REQUEST> Render the stretch of the listing from the line containing "--target bare tree" through the line containing "558 453 L 558", both included, as a numbered list, omitting blank lines.

::: AVAILABLE RECORDS

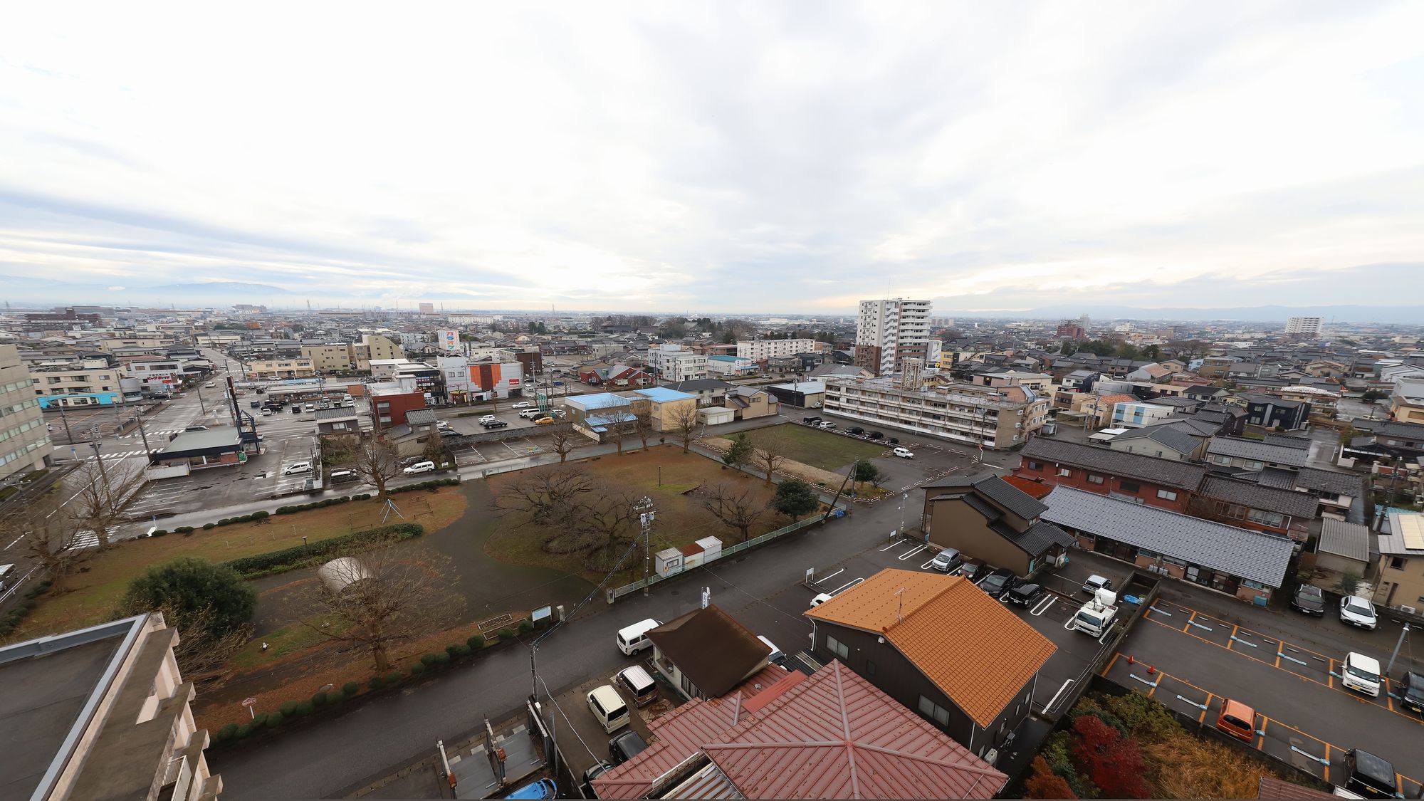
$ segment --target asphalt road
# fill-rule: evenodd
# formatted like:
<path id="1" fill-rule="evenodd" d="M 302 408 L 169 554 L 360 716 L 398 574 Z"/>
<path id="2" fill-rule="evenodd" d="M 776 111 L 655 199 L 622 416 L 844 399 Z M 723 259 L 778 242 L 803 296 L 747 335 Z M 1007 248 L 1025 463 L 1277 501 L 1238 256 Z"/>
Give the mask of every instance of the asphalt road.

::::::
::: AVAILABLE RECORDS

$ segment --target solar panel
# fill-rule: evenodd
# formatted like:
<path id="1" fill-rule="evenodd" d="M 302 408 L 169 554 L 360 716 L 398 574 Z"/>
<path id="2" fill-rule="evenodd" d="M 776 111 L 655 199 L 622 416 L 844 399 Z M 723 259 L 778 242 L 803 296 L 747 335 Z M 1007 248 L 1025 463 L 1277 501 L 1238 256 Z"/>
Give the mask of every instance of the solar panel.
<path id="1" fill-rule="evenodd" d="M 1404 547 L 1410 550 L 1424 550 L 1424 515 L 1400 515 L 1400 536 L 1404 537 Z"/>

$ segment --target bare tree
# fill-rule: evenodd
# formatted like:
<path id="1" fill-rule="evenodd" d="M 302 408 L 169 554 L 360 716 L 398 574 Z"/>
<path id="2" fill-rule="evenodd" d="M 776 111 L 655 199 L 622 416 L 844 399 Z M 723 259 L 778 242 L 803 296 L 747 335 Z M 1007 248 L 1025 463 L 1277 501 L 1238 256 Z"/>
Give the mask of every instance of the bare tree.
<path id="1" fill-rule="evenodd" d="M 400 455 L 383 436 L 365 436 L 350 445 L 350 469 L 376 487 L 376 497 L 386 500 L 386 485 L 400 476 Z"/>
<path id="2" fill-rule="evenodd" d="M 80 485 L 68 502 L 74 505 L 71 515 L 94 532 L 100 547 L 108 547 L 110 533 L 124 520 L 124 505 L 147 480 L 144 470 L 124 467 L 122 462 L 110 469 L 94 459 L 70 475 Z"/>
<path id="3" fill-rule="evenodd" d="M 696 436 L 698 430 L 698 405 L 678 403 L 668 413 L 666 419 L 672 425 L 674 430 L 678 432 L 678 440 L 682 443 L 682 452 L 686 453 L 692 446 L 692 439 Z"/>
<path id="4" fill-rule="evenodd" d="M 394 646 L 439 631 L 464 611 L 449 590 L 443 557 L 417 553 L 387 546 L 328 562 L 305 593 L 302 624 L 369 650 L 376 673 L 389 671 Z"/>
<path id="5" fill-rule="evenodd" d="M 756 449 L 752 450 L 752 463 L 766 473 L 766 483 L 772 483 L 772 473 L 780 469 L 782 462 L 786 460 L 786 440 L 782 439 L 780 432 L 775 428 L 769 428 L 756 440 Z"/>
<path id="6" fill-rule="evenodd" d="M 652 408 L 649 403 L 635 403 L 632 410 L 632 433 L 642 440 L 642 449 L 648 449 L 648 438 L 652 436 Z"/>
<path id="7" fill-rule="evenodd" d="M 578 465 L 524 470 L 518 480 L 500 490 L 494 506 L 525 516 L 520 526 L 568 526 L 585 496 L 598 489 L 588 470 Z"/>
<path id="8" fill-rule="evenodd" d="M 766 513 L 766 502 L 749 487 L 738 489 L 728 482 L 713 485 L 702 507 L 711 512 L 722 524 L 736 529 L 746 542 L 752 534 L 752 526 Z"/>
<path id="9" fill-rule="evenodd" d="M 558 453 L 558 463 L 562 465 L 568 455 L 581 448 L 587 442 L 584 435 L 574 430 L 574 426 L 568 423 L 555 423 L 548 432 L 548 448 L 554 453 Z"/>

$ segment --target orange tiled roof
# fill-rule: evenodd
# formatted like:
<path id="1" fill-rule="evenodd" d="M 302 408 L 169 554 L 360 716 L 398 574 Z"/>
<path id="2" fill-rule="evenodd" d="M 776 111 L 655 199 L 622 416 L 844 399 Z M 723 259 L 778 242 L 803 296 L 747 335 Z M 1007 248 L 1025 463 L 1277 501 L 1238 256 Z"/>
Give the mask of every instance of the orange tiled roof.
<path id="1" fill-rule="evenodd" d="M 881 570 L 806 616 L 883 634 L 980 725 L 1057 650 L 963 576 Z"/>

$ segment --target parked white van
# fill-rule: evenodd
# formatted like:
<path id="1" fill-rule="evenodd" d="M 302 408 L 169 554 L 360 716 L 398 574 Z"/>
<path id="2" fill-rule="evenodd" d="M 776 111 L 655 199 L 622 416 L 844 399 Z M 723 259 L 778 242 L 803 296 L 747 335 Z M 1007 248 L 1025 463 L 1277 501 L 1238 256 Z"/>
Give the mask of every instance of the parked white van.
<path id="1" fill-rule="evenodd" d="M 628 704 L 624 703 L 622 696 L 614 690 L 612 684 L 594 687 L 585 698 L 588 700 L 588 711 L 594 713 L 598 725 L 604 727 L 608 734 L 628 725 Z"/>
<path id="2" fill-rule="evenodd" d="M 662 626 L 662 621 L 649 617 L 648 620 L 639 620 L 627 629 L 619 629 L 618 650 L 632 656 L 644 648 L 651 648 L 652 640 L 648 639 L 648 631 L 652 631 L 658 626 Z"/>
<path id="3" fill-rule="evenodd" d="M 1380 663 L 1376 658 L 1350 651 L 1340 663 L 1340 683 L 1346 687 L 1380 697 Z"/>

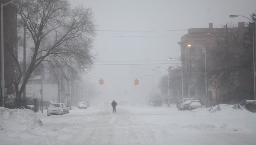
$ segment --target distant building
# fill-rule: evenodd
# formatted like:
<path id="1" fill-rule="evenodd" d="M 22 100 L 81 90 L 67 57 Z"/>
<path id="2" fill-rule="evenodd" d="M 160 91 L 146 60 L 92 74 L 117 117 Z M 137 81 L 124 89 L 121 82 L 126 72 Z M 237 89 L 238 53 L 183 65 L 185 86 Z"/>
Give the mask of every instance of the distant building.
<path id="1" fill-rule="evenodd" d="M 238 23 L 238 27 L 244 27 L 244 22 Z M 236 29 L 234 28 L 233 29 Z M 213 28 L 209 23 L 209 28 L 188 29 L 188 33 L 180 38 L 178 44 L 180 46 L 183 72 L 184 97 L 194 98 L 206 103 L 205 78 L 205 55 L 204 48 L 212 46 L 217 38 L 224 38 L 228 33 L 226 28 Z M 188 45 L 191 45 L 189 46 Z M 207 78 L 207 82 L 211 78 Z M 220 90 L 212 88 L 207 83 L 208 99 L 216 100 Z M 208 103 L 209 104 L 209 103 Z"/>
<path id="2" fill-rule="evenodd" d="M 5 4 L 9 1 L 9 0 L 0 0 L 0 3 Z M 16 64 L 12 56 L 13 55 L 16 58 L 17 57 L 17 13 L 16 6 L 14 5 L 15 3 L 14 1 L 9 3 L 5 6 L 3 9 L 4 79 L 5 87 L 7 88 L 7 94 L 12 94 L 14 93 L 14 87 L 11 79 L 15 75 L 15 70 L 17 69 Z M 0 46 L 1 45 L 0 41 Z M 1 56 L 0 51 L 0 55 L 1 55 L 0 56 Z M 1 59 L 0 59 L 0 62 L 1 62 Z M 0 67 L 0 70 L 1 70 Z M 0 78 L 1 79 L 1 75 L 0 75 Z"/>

::::::

WRITTEN SOLUTION>
1. $ segment --target bare tree
2. # fill-rule: evenodd
3. # formatted like:
4. <path id="1" fill-rule="evenodd" d="M 302 408 L 169 554 L 360 716 L 398 574 Z"/>
5. <path id="2" fill-rule="evenodd" d="M 776 111 L 655 199 L 622 416 L 844 399 Z M 723 259 L 778 242 L 803 296 L 747 335 Z M 1007 248 L 1025 463 L 1277 501 L 1238 256 Z"/>
6. Give the mask of every instance of the bare tree.
7. <path id="1" fill-rule="evenodd" d="M 400 455 L 383 436 L 365 436 L 350 445 L 350 469 L 376 487 L 376 497 L 386 500 L 386 485 L 400 476 Z"/>
8. <path id="2" fill-rule="evenodd" d="M 80 485 L 68 502 L 74 505 L 71 515 L 94 532 L 100 547 L 108 547 L 110 533 L 124 520 L 124 505 L 147 480 L 144 470 L 124 467 L 122 462 L 110 469 L 94 459 L 70 475 Z"/>
9. <path id="3" fill-rule="evenodd" d="M 696 436 L 698 430 L 698 405 L 678 403 L 668 413 L 666 419 L 672 425 L 674 430 L 678 432 L 678 440 L 682 443 L 682 452 L 686 453 L 692 446 L 692 439 Z"/>
10. <path id="4" fill-rule="evenodd" d="M 394 646 L 439 631 L 464 611 L 449 590 L 443 557 L 417 553 L 387 546 L 328 562 L 305 593 L 302 624 L 369 650 L 376 673 L 389 671 Z"/>
11. <path id="5" fill-rule="evenodd" d="M 756 449 L 752 450 L 752 463 L 766 473 L 766 483 L 772 483 L 772 473 L 780 469 L 782 462 L 786 460 L 786 440 L 782 439 L 780 432 L 775 428 L 769 428 L 756 440 Z"/>
12. <path id="6" fill-rule="evenodd" d="M 652 408 L 649 403 L 635 403 L 632 410 L 632 433 L 642 440 L 642 449 L 648 449 L 648 438 L 652 436 Z"/>
13. <path id="7" fill-rule="evenodd" d="M 578 465 L 524 470 L 518 480 L 500 490 L 494 506 L 525 516 L 520 526 L 568 526 L 585 496 L 598 489 L 588 470 Z"/>
14. <path id="8" fill-rule="evenodd" d="M 766 513 L 766 502 L 749 487 L 738 489 L 728 482 L 713 485 L 702 507 L 711 512 L 722 524 L 736 529 L 746 542 L 752 534 L 752 526 Z"/>
15. <path id="9" fill-rule="evenodd" d="M 558 453 L 558 463 L 562 465 L 568 455 L 581 448 L 587 442 L 584 435 L 574 430 L 574 426 L 568 423 L 555 423 L 548 432 L 548 448 L 554 453 Z"/>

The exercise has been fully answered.